WORK REQUIRED:
Make an exact copy of the lines below.

SUPPLIED ENTRIES:
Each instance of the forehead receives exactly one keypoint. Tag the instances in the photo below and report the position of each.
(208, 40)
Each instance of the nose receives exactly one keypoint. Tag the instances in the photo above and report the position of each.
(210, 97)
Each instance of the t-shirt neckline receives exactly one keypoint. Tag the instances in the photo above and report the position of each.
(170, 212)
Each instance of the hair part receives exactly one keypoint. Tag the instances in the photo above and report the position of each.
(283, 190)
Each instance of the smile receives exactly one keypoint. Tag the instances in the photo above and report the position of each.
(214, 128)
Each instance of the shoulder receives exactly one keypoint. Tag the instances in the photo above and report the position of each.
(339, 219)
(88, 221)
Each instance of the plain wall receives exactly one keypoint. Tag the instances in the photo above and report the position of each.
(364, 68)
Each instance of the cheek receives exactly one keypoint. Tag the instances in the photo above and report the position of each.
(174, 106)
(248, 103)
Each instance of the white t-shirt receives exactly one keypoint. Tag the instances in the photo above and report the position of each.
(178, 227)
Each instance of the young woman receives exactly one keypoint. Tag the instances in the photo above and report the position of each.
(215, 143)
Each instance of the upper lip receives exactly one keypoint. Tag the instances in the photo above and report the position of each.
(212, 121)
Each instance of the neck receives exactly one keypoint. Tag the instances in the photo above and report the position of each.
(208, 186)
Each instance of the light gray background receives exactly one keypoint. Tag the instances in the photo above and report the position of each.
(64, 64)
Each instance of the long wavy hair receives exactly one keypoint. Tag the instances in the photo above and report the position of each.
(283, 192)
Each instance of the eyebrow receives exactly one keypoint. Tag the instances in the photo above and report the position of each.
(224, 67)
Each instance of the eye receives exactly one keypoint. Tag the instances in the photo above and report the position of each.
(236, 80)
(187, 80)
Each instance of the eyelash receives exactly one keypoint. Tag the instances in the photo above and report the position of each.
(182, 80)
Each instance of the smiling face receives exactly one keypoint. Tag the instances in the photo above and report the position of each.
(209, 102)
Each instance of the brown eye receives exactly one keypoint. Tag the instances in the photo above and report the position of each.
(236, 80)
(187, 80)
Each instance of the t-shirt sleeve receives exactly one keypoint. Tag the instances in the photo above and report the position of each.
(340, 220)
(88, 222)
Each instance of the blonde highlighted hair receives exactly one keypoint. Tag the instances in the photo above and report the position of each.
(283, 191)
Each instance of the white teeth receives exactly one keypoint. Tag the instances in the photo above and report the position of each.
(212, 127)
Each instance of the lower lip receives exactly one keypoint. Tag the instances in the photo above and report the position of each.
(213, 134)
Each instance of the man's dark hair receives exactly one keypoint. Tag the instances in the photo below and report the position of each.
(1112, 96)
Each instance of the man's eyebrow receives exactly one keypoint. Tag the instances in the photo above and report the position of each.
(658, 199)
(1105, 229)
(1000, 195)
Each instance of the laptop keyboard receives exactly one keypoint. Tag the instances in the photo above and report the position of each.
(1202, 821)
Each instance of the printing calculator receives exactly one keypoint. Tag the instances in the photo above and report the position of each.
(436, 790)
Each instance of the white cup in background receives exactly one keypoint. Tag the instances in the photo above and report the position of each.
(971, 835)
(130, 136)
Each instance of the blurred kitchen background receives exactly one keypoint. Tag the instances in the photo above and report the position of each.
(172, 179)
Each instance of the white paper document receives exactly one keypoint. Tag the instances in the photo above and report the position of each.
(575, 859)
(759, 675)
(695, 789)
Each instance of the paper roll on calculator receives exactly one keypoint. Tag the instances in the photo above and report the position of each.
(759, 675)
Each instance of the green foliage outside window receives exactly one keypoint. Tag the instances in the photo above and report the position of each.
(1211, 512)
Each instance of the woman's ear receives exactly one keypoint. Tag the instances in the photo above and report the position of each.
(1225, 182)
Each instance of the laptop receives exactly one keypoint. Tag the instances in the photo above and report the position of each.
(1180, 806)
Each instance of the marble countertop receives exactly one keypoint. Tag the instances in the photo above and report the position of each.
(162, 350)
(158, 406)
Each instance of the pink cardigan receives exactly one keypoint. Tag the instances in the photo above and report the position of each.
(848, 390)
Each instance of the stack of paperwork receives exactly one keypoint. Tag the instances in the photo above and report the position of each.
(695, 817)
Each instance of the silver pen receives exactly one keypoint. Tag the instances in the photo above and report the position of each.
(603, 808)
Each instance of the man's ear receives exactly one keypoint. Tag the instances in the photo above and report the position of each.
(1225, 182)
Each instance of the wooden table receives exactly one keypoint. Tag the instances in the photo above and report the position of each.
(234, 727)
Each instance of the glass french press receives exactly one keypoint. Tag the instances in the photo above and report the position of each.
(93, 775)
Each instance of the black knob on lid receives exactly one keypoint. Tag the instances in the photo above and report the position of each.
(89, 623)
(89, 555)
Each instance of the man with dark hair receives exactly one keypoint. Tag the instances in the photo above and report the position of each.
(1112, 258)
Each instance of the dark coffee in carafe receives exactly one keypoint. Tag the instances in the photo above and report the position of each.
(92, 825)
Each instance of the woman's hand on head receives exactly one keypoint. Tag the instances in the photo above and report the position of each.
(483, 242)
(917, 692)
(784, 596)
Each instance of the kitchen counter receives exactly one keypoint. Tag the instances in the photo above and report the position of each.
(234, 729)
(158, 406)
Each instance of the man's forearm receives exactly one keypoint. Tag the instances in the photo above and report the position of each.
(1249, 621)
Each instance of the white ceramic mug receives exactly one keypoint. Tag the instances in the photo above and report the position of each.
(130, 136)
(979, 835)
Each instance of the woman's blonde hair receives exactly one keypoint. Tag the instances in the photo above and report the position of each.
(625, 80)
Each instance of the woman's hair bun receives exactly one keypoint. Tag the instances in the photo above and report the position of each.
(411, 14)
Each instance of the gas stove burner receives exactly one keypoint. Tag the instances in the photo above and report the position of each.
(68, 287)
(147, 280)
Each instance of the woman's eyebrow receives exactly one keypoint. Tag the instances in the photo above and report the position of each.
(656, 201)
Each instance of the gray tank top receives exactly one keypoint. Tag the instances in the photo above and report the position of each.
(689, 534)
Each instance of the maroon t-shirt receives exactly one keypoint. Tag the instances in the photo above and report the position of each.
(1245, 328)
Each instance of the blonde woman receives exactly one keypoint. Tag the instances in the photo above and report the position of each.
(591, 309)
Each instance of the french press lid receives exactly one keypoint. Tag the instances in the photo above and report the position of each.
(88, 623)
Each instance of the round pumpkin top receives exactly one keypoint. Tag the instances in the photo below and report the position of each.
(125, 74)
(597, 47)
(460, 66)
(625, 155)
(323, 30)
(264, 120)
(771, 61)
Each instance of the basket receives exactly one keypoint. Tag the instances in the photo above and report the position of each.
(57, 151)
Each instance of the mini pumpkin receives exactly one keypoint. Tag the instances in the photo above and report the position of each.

EXPECTED OUTPUT:
Each instance of the forehead receives exactly one keypoint. Tag the instances in the photo below and report the position of each.
(208, 40)
Each instance of the nose receives exactly one keypoint. Tag the instances in the photo above and report the position of each.
(210, 97)
Each instance of the t-shirt neckline receives exactly one keypoint. Tag the instances in the photo above and report the position of each.
(170, 212)
Each instance of the hair part receives exactly one keypoint. Tag the instances in the photo above and report the position of each.
(283, 190)
Each instance of the smile receives exactly one keypoint. Tag the instances in the photo above and report the position of each.
(214, 128)
Each instance of the shoulder receives exactly one keypoint. Tag the instances in the photo above and report the position of each.
(339, 219)
(88, 221)
Each instance of the plain wall receives exactly one keypoint. Tag the instances in the photo above and report the position of each.
(364, 68)
Each instance of the cheek receives exactly one keypoint. Tag the instances in the photo above and report the position of each.
(174, 106)
(248, 103)
Each instance of the white t-shirt receives exactly one keypoint. Tag the instances in the photo above and report the position of each.
(178, 227)
Each instance of the young woman receives exactly one keypoint. Tag the instances in the photo above and report the position of each.
(215, 143)
Each instance of the upper lip receives exactly one keypoint. Tag the instances in the photo above and report the position of each.
(212, 121)
Each instance of the neck receives exactly one keypoint. Tag the instances in the photo above and report the position of each.
(208, 186)
Each instance of the light gray background receives exactly one keypoint. Tag the instances in the photo above and report the position of each.
(64, 64)
Each instance of the long wavy hair receives exactly one keypoint. Tag the instances in the photo above and report the position of each.
(283, 192)
Each instance of the eyebrow receives exactly one keypoint. Tag the instances in the photo above and report the position of each.
(224, 67)
Each instance of the eye receives exactly one keypoint. Tag the instances in the photo above and report the position of each.
(236, 80)
(187, 80)
Each instance of the eyelash receives exactly one keypoint. Tag the instances in the photo above and report the position of each.
(182, 80)
Each instance of the smiling face receives exactly one keypoint. Tag the instances in the photo above and report the position of each.
(209, 102)
Each instance of the brown eye receives exactly one keypoint. Tag the instances in the photo above and report the position of each.
(236, 80)
(187, 80)
Each instance of the t-shirt sleeve receives exactly one keypoint. Tag the instances in the photo above and report the position of each.
(340, 220)
(88, 222)
Each instance of the blonde highlighted hair receives exactly one keypoint. Tag the instances in the photo above and report the position of each.
(283, 191)
Each instance of the white teeth receives exactly one keypoint. Tag the instances in the photo above and report the position of each.
(212, 127)
Each instance of the lower lip receives exactly one keypoint. Tag the instances in the photo above and report the position of each.
(213, 134)
Each instance of the man's dark hair receives exactly one keypoint. Tag the instances in the photo below and report the position of each.
(1112, 96)
Each instance of the man's eyebrow receives exactly one keypoint. Tag the instances in the photo above and report the position of each.
(658, 199)
(1105, 229)
(1000, 195)
Each instance of the laptop keyboard receives exactly one keypoint. Tag the instances in the photo above and report the position of each.
(1202, 821)
Each instance of the printing calculator receives exactly one keypoint. Tag the instances in the photo above and report the position of each.
(436, 790)
Each instance of the white cup in background receives exactly one keypoint. Tag the instances in the photo above and report the position of each.
(971, 835)
(130, 136)
Each instance of the blurred kitchen background receives exactly one keypoint. Tag the instances in the photo above and report the position of each.
(172, 179)
Each instance of the white paper document receives exactly one keypoint. Tag the instances in the photo above and report the position of each.
(575, 859)
(759, 675)
(695, 789)
Each instance of the paper roll on calculator receives exactly one keypoint. Tag the instances in the photo above and report the position of each.
(759, 675)
Each instance of the green foliage outside window receives exactly one keypoint. Tag the instances in the photo above and report the position of each.
(1211, 512)
Each instance of the woman's ear receives exactly one keypoint. Tag the instances in the photo above and report the position of each.
(1225, 182)
Each instance of the laptop receives exactly one keypoint. Tag the instances in the photo above and report the position of each.
(1180, 806)
Each instance of the marble countertop receives exactly one keypoint. Tag the instances in the photo above and report the position of each.
(162, 350)
(158, 406)
Each instance of the pink cardigan receives exactly one keypoint. Tag the instances in the photo above and report the position of each.
(848, 390)
Each instance of the stack of paperwork receives exactly one keypoint. Tag the instances in the photo above and report the position of each.
(695, 817)
Each instance of the silver pen receives exactly one keypoint. Tag the instances in the photo above and report the position of each.
(603, 808)
Each instance of the man's ear receives exactly one keypoint. Tag the instances in the photo above and report the position of each.
(1225, 182)
Each instance of the wooden table receives exactly one keypoint. Tag the instances in the photo above and report the position of each.
(234, 727)
Each instance of the glass french press receives exactly one keypoint. Tag the instances in the photo above and report the position of each.
(93, 775)
Each instance of the black knob on lid receives exactly one keypoint. Tag the instances in the photo above and report the position of each.
(89, 623)
(89, 555)
Each instance of the man with dark hair receives exactly one keypoint. Tag the instances in the photo above and report the position of each.
(1112, 258)
Each instance of the dark coffee in carafe receives exactly one keypoint. Tag the instances in the photo above and report the position of each.
(92, 825)
Each instance of the woman's hand on head receives exactly one keypoint. Tag the instances in the photo above and report the position of each.
(483, 242)
(917, 692)
(784, 596)
Each instance of the kitchen counter receives exactly one keypoint. Tag the instances in the photo above and report the position of each.
(234, 729)
(158, 406)
Each instance of the man's forearm receives exactly one keypoint. Tag the instances in the photo above and report the position of each.
(1249, 621)
Each instance of the white ceramic mug receives exactly one keypoint. Tag the instances in the photo above and report the position of each.
(130, 136)
(979, 835)
Each instance of the woman's blonde hair receives exactly one keypoint. Tag the instances in the photo above and report the position of each.
(625, 80)
Each instance of the woman's hair bun receives exactly one keypoint. Tag the instances in the photo above and report the position of each.
(411, 14)
Each instance of the gas stove burner receives exactly one keypoint. Tag the instances in the photo above and report the position of each.
(68, 287)
(147, 280)
Each instance of the woman's eyebrow receives exactly one keypoint. Tag the instances in the photo above and report the position of each.
(656, 201)
Each instance of the gray tank top receives exactly one keypoint. Tag the instances in the photo above and report the position of each.
(689, 534)
Each instance of the maroon t-shirt receives exactly one keypoint. Tag the instances in the photo above and report the position of each.
(1245, 328)
Each instance of the blonde woman receives exactly one keypoint. Tag the instances in the photo above and report the position of each.
(591, 309)
Each instance of the french press lid receives exactly one keypoint. Tag the instances in the photo above and report the position of each.
(88, 623)
Each instance of the round pumpkin top receives exactly one keypoint. Tag the instances in the photo below and report the position of each.
(125, 74)
(597, 47)
(460, 66)
(625, 155)
(323, 30)
(264, 120)
(771, 61)
Each instance of the basket receives exactly one keypoint. Tag the instances in the photo above and report the position of each.
(57, 151)
Each instance of the mini pumpkin receives exactly one keypoint. Tag the instances in the photo above and report the position of each.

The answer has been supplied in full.